**ACTIVIDADES PROPUESTAS:**
**1.** Indica si cada afirmación concuerda con el fragmento seleccionado y justifica tu respuesta con las palabras decisivas del texto, citadas literalmente: (a) la película muestra a los terroristas disparando; (b) la pareja protagónica está formada por Ramón y Celine; (c) la película incluye varias escenas del atentado.
**2.** Filtra el listado y copia todas las líneas que contengan la cadena "negative".

**FRAGMENTO SELECCIONADO:**
....................
Hay una tradición cinematográfica noble, respetable y a la que yo generalmente adhiero que piensa que mostrar cuidadosamente recreaciones de tragedias reales se pisa con el morbo y la abyección de la que hablaba un artículo de Jacques Rivette y su famosa lectura por parte de Serge Daney. Pero a la vez me es inevitable pensar que la cultura audiovisual actual lleva a que pocas personas reaccionen y entiendan eso que no ven, que no les es mostrado clara y directamente. UN AÑO, UNA NOCHE muestra varias escenas del atentado en sí. Lacuesta tiene el cuidado de no mostrar ni a los terroristas disparando ni tampoco se ven claramente víctimas. La cámara sigue a la pareja protagónica, Ramón y Celine, mientras intentan cada uno por su lado escapar, esconderse y sobrevivir al caos. Son escenas fuertes que algunos podrán pensar como innecesarias, pero que me remiten a la pregunta anterior: ¿se puede seguir optando por el pudor, la discreción y el cuidado cuando el mundo no parece entender razones si a algunas personas no se las ponen frente a los ojos? No son videojuegos, son vidas que se rompen para siempre.
....................
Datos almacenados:

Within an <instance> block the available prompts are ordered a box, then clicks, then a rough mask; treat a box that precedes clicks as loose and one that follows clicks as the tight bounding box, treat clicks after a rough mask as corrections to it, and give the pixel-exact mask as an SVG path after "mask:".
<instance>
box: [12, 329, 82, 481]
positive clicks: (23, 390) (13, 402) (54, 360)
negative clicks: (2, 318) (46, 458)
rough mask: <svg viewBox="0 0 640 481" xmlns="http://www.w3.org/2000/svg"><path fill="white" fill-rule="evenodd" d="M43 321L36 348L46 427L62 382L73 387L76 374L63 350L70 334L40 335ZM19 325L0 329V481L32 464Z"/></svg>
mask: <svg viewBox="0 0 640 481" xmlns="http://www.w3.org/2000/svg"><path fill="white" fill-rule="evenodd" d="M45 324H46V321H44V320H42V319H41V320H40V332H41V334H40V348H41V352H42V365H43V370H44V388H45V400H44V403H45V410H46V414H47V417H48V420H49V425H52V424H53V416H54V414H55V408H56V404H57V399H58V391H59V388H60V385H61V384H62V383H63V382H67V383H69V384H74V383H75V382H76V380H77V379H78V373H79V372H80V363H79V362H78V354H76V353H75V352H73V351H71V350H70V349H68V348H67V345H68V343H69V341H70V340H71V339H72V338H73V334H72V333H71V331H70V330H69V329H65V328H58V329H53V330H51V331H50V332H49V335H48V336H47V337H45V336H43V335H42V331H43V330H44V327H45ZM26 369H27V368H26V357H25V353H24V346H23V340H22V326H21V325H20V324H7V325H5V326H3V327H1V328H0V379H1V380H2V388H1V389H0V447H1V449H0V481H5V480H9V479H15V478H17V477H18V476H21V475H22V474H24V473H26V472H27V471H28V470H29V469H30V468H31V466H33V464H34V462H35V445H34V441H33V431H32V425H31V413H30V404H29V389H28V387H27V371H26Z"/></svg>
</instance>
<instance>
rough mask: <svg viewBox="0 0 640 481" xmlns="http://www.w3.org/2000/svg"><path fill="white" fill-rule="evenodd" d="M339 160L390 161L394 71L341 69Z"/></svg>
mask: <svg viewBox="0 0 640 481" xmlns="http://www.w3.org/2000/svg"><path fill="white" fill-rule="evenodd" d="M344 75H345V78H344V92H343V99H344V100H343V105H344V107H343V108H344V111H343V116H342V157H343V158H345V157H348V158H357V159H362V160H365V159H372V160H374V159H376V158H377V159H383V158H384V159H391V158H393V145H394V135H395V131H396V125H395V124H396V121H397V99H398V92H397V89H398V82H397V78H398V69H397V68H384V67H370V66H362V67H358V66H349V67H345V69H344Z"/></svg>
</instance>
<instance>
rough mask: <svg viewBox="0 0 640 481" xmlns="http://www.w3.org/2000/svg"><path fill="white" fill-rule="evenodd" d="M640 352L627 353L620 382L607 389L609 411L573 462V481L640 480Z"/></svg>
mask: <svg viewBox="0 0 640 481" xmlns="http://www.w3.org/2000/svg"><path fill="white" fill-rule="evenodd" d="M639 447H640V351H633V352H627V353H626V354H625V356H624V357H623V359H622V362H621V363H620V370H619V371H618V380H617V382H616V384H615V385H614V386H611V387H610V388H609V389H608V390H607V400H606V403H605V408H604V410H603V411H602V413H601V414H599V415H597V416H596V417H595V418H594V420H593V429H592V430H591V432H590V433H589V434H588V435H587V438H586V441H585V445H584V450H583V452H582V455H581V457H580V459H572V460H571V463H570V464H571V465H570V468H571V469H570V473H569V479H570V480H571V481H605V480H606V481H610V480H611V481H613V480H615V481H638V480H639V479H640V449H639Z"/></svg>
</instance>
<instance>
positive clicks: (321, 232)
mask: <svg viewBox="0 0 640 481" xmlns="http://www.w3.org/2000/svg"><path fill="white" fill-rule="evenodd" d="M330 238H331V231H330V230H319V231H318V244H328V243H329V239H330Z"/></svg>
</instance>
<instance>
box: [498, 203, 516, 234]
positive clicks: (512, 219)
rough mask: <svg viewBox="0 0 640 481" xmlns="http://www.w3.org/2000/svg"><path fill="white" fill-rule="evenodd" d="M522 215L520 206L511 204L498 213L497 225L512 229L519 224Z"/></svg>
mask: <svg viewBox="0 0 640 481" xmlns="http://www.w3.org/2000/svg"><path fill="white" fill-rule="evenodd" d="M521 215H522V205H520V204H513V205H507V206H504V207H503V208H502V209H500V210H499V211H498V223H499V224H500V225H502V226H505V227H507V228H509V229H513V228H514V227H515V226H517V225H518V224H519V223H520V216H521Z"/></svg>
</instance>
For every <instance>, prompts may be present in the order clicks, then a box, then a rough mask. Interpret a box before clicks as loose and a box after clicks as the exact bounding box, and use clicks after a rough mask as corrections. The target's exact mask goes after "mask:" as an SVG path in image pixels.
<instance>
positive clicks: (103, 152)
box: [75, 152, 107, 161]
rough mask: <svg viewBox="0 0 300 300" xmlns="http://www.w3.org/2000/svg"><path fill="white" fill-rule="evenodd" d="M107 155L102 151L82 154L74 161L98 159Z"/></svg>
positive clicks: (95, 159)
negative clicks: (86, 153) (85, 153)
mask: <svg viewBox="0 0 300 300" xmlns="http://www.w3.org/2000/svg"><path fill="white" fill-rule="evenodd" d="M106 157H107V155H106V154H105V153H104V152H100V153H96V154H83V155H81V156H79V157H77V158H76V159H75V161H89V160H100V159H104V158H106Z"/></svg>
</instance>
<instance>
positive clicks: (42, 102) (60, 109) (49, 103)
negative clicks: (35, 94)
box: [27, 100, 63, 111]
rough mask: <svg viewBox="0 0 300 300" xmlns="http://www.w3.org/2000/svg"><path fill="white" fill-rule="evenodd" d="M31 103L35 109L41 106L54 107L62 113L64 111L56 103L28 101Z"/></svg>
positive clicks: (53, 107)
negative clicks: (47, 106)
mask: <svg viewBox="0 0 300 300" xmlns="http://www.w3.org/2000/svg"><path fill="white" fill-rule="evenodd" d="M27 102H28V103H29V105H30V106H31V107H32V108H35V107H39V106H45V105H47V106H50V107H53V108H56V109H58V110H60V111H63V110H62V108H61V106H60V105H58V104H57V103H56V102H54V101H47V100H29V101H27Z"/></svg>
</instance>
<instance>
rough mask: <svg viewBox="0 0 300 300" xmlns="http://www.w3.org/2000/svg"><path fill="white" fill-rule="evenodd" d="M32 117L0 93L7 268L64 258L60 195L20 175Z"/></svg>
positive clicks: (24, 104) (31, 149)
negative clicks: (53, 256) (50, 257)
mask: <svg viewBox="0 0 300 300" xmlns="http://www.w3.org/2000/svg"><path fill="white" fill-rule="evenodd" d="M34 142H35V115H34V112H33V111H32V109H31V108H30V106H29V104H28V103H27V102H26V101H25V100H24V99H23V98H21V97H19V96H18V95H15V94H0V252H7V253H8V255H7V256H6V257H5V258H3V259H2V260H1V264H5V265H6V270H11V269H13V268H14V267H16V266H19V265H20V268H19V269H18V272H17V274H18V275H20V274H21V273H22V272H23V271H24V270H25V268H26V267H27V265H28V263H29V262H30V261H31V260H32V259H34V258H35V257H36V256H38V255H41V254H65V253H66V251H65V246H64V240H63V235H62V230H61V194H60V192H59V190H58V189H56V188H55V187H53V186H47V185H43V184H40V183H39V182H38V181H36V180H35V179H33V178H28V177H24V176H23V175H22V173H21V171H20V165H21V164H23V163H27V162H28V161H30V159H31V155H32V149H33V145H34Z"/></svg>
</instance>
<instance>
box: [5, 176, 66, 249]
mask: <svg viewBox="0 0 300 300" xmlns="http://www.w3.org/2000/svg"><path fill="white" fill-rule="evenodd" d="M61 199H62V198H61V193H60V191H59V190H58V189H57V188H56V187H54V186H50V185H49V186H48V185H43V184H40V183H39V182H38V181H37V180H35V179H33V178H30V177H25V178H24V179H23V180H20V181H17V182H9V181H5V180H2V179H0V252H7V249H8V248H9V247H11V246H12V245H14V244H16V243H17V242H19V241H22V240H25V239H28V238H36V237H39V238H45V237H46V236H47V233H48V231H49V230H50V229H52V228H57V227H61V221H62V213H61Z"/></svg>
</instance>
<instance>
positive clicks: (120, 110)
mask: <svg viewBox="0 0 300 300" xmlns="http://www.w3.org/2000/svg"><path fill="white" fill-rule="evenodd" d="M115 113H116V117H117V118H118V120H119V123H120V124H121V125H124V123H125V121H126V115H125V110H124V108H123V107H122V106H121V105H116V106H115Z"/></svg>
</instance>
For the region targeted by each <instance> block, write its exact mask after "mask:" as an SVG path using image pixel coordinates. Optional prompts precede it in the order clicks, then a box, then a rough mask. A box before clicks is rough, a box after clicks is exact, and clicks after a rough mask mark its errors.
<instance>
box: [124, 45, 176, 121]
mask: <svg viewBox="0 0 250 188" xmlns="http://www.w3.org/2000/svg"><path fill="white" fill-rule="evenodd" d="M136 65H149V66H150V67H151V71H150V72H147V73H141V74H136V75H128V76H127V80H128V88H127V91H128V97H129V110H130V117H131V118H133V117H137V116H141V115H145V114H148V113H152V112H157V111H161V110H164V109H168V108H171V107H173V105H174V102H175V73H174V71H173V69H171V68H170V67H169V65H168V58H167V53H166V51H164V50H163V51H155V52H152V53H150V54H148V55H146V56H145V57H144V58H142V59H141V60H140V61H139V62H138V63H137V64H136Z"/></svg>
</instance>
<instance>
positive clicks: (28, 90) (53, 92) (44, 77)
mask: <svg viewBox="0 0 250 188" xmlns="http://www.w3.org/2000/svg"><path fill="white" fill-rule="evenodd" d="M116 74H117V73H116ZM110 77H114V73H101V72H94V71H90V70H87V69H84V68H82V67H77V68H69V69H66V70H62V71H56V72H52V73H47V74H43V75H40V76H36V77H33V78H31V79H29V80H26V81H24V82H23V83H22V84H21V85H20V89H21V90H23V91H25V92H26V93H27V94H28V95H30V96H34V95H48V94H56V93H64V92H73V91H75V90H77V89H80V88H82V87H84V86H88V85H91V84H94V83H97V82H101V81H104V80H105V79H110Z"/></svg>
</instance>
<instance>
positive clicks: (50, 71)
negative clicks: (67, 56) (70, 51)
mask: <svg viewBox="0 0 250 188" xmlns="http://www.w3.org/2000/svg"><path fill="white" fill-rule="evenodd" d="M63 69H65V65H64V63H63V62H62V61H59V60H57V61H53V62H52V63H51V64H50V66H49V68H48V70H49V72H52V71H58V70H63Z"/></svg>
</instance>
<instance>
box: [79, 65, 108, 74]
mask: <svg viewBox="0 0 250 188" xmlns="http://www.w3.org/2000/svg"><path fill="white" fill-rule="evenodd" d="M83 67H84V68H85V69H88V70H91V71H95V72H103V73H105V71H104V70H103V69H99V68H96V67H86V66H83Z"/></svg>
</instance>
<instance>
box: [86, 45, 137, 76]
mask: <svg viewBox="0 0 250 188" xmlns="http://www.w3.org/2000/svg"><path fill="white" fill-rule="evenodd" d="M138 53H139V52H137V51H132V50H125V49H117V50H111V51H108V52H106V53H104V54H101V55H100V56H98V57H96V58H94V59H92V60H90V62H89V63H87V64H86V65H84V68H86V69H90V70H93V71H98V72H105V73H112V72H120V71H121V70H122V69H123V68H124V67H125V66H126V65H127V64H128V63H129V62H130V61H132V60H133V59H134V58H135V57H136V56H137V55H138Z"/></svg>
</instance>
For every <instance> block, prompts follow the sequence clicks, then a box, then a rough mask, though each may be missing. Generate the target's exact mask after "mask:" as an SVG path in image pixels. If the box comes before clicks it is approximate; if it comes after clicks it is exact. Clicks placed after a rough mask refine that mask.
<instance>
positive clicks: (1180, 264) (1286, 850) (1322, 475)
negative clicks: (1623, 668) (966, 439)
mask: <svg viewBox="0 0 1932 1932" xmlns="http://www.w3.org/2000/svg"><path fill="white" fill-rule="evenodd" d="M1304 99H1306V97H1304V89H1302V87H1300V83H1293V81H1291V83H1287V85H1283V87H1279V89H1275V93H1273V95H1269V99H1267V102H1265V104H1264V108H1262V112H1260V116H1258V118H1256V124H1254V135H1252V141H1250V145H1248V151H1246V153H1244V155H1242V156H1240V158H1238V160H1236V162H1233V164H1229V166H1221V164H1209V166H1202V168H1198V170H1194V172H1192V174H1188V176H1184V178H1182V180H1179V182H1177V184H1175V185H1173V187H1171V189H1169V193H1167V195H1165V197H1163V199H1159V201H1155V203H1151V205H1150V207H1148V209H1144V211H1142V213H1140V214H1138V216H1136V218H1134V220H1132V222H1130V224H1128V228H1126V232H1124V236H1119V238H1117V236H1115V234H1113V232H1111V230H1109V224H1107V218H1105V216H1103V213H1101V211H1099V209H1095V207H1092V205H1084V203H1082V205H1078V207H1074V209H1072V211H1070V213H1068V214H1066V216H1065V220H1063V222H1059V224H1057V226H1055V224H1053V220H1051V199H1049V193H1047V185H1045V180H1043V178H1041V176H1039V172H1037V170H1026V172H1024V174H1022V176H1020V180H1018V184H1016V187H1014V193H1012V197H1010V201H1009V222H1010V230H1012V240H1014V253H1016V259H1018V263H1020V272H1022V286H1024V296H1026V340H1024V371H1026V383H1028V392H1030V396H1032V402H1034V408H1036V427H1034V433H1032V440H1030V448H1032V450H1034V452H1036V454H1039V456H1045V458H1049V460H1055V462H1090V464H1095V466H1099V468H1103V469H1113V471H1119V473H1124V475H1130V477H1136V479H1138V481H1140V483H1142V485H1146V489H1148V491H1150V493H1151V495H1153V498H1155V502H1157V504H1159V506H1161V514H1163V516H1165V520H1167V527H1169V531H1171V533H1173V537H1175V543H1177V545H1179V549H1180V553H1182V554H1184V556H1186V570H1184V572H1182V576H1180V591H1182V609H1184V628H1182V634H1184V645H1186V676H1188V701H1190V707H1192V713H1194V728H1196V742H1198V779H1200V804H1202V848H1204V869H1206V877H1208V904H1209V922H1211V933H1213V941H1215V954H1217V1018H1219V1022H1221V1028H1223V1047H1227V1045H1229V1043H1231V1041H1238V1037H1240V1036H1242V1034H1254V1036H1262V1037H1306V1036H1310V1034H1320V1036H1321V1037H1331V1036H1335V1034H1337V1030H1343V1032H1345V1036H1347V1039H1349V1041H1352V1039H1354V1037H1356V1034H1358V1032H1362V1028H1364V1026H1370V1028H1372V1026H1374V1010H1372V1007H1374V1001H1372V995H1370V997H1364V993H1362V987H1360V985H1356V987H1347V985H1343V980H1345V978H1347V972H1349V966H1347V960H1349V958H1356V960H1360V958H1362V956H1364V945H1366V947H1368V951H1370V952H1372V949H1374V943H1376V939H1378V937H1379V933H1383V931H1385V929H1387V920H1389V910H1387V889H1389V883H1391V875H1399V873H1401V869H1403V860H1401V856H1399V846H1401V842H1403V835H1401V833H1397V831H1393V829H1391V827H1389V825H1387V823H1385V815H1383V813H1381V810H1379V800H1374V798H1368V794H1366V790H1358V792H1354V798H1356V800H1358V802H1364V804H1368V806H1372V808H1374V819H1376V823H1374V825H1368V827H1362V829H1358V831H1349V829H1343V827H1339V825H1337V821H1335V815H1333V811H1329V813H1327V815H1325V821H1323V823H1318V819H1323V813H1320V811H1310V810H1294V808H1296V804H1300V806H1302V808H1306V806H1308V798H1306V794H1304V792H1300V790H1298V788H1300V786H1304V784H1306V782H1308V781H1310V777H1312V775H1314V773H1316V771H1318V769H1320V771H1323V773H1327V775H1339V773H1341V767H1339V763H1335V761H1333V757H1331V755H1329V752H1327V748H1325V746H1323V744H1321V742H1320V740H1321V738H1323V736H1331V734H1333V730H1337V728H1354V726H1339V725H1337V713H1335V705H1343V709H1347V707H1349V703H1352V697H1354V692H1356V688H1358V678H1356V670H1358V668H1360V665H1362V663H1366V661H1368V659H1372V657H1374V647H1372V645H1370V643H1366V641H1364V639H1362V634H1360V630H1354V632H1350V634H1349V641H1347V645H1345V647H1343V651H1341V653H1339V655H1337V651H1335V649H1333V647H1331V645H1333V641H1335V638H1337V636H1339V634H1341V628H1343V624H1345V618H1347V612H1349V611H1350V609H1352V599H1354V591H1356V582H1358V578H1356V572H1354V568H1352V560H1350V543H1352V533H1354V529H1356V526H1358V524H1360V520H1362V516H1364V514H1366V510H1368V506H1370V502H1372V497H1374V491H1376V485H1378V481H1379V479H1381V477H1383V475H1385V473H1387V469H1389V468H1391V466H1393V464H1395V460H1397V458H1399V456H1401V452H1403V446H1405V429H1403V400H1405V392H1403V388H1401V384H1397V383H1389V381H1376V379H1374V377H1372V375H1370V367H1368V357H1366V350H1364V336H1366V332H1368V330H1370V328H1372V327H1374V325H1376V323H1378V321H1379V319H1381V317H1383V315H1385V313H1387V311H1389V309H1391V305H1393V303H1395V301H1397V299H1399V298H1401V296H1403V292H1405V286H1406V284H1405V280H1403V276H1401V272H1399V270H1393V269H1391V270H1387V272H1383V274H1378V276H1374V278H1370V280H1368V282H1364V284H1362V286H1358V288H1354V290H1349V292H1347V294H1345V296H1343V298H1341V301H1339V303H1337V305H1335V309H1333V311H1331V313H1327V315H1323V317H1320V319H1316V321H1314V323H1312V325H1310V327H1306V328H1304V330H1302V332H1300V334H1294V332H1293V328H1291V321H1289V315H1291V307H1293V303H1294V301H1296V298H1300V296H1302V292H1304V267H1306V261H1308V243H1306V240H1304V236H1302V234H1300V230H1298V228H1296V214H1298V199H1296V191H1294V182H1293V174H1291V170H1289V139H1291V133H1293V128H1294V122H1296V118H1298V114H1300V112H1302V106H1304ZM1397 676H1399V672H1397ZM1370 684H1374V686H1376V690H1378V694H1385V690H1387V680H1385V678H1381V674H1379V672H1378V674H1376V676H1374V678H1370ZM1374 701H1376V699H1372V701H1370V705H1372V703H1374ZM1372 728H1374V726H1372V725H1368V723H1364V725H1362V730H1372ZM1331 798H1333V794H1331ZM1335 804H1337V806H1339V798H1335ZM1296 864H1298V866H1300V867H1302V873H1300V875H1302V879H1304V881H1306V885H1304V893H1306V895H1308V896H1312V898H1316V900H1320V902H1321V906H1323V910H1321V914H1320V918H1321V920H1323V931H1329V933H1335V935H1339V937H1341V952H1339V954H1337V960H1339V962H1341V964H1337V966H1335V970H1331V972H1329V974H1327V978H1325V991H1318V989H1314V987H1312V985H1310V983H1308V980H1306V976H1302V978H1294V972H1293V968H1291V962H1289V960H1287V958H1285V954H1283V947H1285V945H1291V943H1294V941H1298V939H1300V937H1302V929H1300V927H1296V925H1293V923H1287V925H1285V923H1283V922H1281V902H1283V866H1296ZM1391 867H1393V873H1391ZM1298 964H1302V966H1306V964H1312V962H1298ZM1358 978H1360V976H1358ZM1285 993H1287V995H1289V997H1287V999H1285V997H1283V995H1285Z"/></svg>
....................
**SOLUCIONES:**
**1.**
(a) No: «Lacuesta tiene el cuidado de no mostrar ni a los terroristas disparando ni tampoco se ven claramente víctimas».
(b) Sí: «La cámara sigue a la pareja protagónica, Ramón y Celine».
(c) Sí: «UN AÑO, UNA NOCHE muestra varias escenas del atentado en sí».

**2.**
negative clicks: (2, 318) (46, 458)
negative clicks: (86, 153) (85, 153)
negative clicks: (35, 94)
negative clicks: (47, 106)
negative clicks: (53, 256) (50, 257)
negative clicks: (67, 56) (70, 51)
negative clicks: (1623, 668) (966, 439)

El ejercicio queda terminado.